Top of Data provided

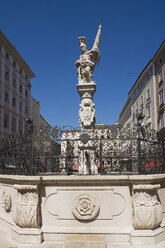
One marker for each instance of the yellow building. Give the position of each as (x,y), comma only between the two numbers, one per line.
(15,89)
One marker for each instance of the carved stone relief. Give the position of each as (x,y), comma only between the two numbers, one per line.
(147,212)
(85,207)
(87,113)
(6,200)
(26,210)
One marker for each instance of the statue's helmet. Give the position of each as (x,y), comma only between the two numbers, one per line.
(82,41)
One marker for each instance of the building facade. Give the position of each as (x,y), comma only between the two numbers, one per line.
(15,89)
(146,97)
(37,118)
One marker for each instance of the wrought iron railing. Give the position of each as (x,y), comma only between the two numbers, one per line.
(56,151)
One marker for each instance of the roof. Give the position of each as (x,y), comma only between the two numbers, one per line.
(15,54)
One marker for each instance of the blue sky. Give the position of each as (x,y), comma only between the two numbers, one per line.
(45,33)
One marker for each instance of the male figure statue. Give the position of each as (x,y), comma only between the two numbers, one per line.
(88,59)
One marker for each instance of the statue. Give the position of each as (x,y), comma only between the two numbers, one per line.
(87,113)
(88,59)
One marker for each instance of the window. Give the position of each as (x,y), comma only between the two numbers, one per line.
(149,126)
(14,82)
(20,88)
(147,76)
(160,76)
(137,106)
(6,121)
(14,64)
(26,109)
(14,101)
(26,93)
(141,100)
(7,56)
(148,111)
(20,106)
(13,124)
(161,98)
(148,93)
(161,120)
(7,76)
(6,96)
(20,126)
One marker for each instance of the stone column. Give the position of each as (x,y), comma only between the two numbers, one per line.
(26,212)
(87,120)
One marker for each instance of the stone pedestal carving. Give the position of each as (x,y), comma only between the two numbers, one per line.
(86,89)
(26,208)
(85,207)
(6,200)
(87,116)
(147,212)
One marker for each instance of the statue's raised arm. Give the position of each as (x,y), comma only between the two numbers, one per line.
(88,59)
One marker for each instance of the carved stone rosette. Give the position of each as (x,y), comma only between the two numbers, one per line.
(6,200)
(85,207)
(147,212)
(26,212)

Bottom of Data provided

* _Work request_: Take the material above and set it down exactly, minus the images.

* _Result below_:
One marker for each instance of the yellow building. Give the position of each as (x,y), comma only between the two numbers, one per line.
(15,89)
One marker for each instance of the carved stone relief. Give the position of each as (x,y), comma only between the two numbers, one per line.
(147,212)
(85,207)
(87,113)
(6,200)
(26,210)
One marker for each instance of the statue's helmet. Give the position of each as (x,y), comma only between the two numbers, one per line.
(82,41)
One marker for each instance of the building facade. Give the position of each as (x,y), comma only between the two numbers, one per line.
(15,89)
(146,97)
(37,118)
One marker for each instance of the wrought iron railing. Give the position of each as (x,y), comma only between the two numbers, one per line.
(56,151)
One marker for each instance of the roof. Give the position of each as (x,y), comma only between the two numbers, one per line.
(15,54)
One marker for each instance of the blue sky. Give the position of each as (x,y), comma only between the two numbers, one per line.
(45,33)
One marker for each instance of the male figure statue. Give the position of each as (x,y), comma only between the two numbers, one per line.
(88,59)
One marker for each instance of the statue. Give the position of each as (x,y), comma only between the two numbers, one per line.
(87,113)
(88,59)
One marker for each instance of the window. Give the position of each as (x,y), comma only between the two numbers, one per line.
(149,126)
(14,82)
(20,88)
(147,76)
(160,76)
(137,106)
(6,121)
(14,64)
(26,109)
(14,101)
(26,93)
(141,100)
(7,56)
(148,111)
(20,106)
(13,124)
(161,98)
(148,93)
(161,120)
(7,76)
(6,96)
(20,126)
One marker for each instance of the stone column. Give the position of each as (x,y), comma only between the two numbers, one per line.
(26,212)
(87,120)
One marker for each instance of the stone pedestal carving. Give the position of each as (x,y), comma only between the two numbers, one per line.
(86,89)
(26,208)
(85,207)
(6,200)
(87,116)
(147,212)
One marker for each instance of the statue's raised arm. Give the position of each as (x,y), comma only between the two numbers, one per line.
(88,59)
One marker for each instance of the carved stone rosette. Give the position of each as (x,y), comma only between the two numbers, one per line.
(6,200)
(85,207)
(147,212)
(26,212)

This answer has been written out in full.